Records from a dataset
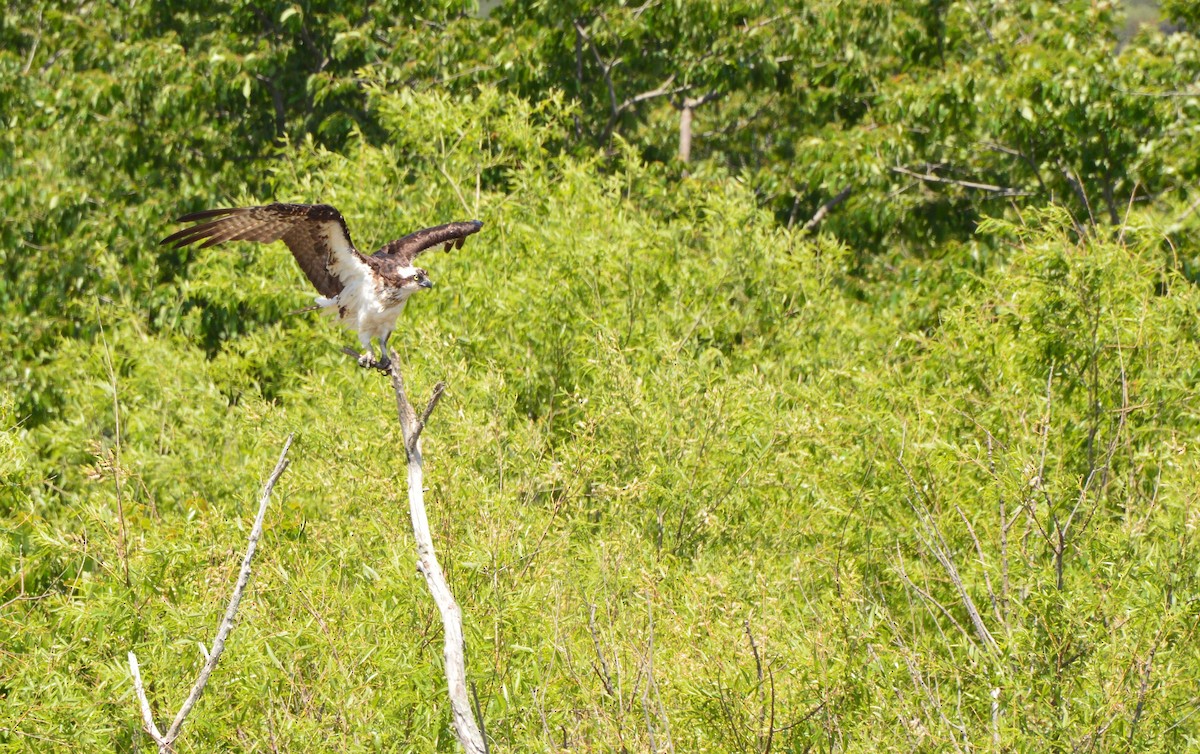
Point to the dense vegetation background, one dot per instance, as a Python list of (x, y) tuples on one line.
[(823, 378)]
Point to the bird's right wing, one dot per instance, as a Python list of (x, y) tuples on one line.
[(316, 234), (403, 250)]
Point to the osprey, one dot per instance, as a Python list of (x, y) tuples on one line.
[(364, 293)]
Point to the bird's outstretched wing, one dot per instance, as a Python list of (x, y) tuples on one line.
[(403, 250), (316, 234)]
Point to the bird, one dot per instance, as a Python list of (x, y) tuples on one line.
[(365, 294)]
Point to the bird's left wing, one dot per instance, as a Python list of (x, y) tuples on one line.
[(403, 250), (316, 234)]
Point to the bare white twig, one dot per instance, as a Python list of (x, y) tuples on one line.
[(465, 724), (167, 740)]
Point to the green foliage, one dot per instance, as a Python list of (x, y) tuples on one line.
[(701, 482)]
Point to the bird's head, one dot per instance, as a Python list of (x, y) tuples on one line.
[(420, 279)]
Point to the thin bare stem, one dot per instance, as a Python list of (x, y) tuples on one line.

§ WHAT TO WORK ON:
Give back the data exactly. Pictures stay out.

§ SOLUTION FOR THIS PROBLEM:
Point to the dense vegetation background, one dot per instance, as a Python list of (x, y) tuples on one line.
[(823, 378)]
Point to the bird's right wing, one dot per instance, as a Python list of (x, y) tuples on one line.
[(316, 234), (403, 250)]
Point to the osprey, one dot per instance, as a Python list of (x, y) tuples on one line.
[(364, 293)]
Point to the bird's outstretched wing, one dot per instance, as a Python list of (x, y) tuples on one line.
[(403, 250), (316, 234)]
Point to the bird, one dot per instance, as a Python list of (x, y) tuples on one line.
[(365, 294)]
Point to the bird's left wing, one dot per instance, as a Python list of (x, y) tuples on one line.
[(403, 250), (316, 234)]
Point to the bare white twig, one dot per instance, as a Python list of (x, y) tuples on one line.
[(465, 724), (167, 740)]
Point to the green foliage, one dot per instance, as a Python list of (x, y) tuples on one line.
[(701, 482)]
Point to the bird's head, one dot per instance, as a Python list of (x, y) tuples on one line.
[(420, 279)]
Point to the thin bare stem, one dot per instance, as a Python list of (x, y) tuples on one line.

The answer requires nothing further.